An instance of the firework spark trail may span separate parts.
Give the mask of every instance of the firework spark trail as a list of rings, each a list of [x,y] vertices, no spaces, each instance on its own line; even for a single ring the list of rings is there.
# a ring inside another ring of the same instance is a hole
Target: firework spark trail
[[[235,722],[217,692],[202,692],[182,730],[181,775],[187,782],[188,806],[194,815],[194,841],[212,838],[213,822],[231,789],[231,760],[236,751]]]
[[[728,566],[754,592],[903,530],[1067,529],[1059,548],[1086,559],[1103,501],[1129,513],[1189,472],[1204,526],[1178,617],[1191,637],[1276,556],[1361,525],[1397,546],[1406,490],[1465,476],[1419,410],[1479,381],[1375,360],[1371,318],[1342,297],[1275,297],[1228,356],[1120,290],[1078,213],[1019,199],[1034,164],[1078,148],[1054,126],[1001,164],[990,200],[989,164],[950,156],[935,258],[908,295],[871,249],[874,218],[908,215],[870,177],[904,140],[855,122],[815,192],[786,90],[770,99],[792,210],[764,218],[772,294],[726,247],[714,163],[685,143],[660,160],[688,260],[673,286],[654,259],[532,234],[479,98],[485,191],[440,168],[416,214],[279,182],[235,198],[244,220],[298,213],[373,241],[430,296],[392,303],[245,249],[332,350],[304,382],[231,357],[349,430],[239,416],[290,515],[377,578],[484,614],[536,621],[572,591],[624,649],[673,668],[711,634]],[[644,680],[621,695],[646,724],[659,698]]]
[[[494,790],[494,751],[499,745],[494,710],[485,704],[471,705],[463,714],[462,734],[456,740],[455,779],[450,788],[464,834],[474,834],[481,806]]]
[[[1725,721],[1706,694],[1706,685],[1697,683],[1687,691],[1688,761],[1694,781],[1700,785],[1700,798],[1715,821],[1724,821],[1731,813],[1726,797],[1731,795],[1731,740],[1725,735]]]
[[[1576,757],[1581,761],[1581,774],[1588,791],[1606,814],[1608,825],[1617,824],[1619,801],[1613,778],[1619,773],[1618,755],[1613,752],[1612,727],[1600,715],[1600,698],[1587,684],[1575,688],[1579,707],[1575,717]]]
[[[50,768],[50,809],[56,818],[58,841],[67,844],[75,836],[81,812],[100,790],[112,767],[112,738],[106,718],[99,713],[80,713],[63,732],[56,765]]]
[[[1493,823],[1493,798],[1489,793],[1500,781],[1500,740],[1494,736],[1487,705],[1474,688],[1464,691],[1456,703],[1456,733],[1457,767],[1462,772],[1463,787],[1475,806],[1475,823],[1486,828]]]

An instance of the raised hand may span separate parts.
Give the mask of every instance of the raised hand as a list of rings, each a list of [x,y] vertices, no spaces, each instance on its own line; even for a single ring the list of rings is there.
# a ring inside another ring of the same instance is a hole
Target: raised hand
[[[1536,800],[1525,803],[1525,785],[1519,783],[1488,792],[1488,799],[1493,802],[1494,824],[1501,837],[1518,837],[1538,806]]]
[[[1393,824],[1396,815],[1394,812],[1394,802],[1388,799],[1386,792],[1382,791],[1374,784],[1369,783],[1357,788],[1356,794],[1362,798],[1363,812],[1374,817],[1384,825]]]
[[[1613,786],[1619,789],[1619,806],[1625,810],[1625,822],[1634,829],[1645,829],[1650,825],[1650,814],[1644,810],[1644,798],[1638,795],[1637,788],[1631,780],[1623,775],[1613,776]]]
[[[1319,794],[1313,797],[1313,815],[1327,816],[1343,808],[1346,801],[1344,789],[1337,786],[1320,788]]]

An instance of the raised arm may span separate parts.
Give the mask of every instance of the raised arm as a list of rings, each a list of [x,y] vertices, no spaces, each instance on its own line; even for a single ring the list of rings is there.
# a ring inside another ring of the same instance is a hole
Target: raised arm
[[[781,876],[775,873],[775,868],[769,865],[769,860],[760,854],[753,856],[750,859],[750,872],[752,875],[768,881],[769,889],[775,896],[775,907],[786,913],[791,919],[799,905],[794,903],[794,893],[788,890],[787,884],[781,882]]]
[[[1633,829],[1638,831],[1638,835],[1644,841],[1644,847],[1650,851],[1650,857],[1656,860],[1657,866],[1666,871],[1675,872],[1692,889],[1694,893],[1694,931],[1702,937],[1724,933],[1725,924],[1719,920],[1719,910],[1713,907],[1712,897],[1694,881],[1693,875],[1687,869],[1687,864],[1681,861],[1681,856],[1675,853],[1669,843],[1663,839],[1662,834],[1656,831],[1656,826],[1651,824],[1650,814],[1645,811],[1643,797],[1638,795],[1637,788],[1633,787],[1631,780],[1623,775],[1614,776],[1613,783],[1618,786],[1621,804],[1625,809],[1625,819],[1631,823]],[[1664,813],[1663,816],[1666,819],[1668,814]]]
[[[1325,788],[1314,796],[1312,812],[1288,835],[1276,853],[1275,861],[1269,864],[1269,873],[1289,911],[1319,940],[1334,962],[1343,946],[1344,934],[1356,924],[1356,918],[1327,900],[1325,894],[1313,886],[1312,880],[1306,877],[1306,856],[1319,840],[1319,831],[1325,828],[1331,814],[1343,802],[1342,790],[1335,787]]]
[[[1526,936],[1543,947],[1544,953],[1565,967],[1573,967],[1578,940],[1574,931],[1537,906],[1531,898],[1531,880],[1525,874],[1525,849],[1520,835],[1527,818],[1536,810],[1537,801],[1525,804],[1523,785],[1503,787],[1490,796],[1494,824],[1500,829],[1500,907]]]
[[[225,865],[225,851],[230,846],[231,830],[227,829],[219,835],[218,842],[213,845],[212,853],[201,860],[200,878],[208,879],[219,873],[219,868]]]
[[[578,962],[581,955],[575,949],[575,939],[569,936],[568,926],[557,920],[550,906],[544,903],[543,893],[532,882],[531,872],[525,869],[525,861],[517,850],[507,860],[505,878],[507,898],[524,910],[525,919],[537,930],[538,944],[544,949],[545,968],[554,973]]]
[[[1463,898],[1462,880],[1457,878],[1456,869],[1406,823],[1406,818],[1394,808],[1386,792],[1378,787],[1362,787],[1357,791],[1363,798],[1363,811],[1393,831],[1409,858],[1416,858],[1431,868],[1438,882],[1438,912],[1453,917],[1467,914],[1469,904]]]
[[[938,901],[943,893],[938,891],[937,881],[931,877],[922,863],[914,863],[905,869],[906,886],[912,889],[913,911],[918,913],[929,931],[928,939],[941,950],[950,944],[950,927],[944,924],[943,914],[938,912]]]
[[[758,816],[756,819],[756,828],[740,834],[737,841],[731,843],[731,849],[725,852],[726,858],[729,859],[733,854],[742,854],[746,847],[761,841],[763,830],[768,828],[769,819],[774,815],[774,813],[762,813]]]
______________________________
Take each line above that holds the string "separate" and copy it.

An instance of the firework spark trail may span separate parts.
An instance of the raised hand may span separate parts.
An instance of the raised arm may span separate parts.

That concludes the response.